● WHAT TO PRODUCE
Output the entries below without any alteration.
BEGIN
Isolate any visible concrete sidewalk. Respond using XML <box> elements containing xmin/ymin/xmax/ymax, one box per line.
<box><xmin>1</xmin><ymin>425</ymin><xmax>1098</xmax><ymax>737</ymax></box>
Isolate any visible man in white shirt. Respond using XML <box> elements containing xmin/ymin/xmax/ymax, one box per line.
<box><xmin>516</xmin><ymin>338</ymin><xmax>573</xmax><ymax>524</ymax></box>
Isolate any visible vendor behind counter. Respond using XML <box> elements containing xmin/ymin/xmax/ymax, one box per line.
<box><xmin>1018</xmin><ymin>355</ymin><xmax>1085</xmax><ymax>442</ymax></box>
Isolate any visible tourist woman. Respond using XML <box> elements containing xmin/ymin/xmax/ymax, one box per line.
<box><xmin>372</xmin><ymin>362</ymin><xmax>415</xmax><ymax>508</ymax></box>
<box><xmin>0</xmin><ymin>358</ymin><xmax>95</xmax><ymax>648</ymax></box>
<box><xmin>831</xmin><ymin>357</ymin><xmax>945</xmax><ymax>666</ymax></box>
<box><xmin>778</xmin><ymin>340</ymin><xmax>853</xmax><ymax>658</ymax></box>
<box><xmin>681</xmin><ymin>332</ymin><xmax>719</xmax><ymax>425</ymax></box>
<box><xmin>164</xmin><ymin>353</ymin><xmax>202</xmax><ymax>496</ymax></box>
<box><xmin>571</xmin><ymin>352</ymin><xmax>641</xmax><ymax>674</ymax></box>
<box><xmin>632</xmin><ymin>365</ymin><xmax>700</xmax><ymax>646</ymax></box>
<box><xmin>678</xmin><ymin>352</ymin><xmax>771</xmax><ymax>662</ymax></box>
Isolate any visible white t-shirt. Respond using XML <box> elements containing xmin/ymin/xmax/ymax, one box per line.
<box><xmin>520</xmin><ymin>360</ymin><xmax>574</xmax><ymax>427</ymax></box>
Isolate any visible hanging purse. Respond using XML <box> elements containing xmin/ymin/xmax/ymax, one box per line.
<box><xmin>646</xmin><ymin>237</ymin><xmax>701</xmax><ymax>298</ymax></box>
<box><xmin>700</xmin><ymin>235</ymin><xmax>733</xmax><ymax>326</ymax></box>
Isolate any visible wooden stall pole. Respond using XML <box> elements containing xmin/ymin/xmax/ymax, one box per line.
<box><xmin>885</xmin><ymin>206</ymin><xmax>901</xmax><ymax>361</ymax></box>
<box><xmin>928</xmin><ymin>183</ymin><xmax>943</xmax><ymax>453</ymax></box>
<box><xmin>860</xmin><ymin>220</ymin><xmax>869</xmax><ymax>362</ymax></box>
END
● WRITTEN RESPONSE
Isolate any visible concrete sidewalk. Respond using XML <box> elements containing xmin/ymin/xmax/ymax, one box per line.
<box><xmin>1</xmin><ymin>425</ymin><xmax>1098</xmax><ymax>737</ymax></box>
Isolate any visible man in white shirt. Respond using XML <box> elements containing xmin/ymin/xmax/ymax, one box per line.
<box><xmin>516</xmin><ymin>338</ymin><xmax>573</xmax><ymax>524</ymax></box>
Isolate any visible vendor behind counter. Respond using XML <box> elements containing xmin/ymin/xmax/ymax, one box per line.
<box><xmin>1018</xmin><ymin>355</ymin><xmax>1085</xmax><ymax>442</ymax></box>
Isolate any visible tourist woman. Respond using XML <box> elements containing xmin/ymin/xmax/ymax, one box per line.
<box><xmin>372</xmin><ymin>362</ymin><xmax>415</xmax><ymax>508</ymax></box>
<box><xmin>0</xmin><ymin>358</ymin><xmax>95</xmax><ymax>648</ymax></box>
<box><xmin>831</xmin><ymin>357</ymin><xmax>945</xmax><ymax>666</ymax></box>
<box><xmin>778</xmin><ymin>340</ymin><xmax>853</xmax><ymax>658</ymax></box>
<box><xmin>681</xmin><ymin>332</ymin><xmax>719</xmax><ymax>425</ymax></box>
<box><xmin>164</xmin><ymin>353</ymin><xmax>202</xmax><ymax>496</ymax></box>
<box><xmin>571</xmin><ymin>352</ymin><xmax>641</xmax><ymax>674</ymax></box>
<box><xmin>632</xmin><ymin>365</ymin><xmax>700</xmax><ymax>646</ymax></box>
<box><xmin>678</xmin><ymin>352</ymin><xmax>771</xmax><ymax>662</ymax></box>
Isolate any visible white t-shirt. Respond using XML <box> elements containing xmin/ymin/xmax/ymax, one box per line.
<box><xmin>520</xmin><ymin>360</ymin><xmax>574</xmax><ymax>427</ymax></box>
Isolate any visible hanging purse. Respond using XML <box> elements containing xmin/ymin/xmax/ymax, one box per line.
<box><xmin>646</xmin><ymin>237</ymin><xmax>701</xmax><ymax>298</ymax></box>
<box><xmin>700</xmin><ymin>235</ymin><xmax>733</xmax><ymax>326</ymax></box>
Isolate any visible wooden stall pole. Respond using XML <box> elements containing xmin/ymin/xmax/ymax, one box per line.
<box><xmin>885</xmin><ymin>206</ymin><xmax>901</xmax><ymax>361</ymax></box>
<box><xmin>928</xmin><ymin>183</ymin><xmax>943</xmax><ymax>453</ymax></box>
<box><xmin>860</xmin><ymin>220</ymin><xmax>869</xmax><ymax>362</ymax></box>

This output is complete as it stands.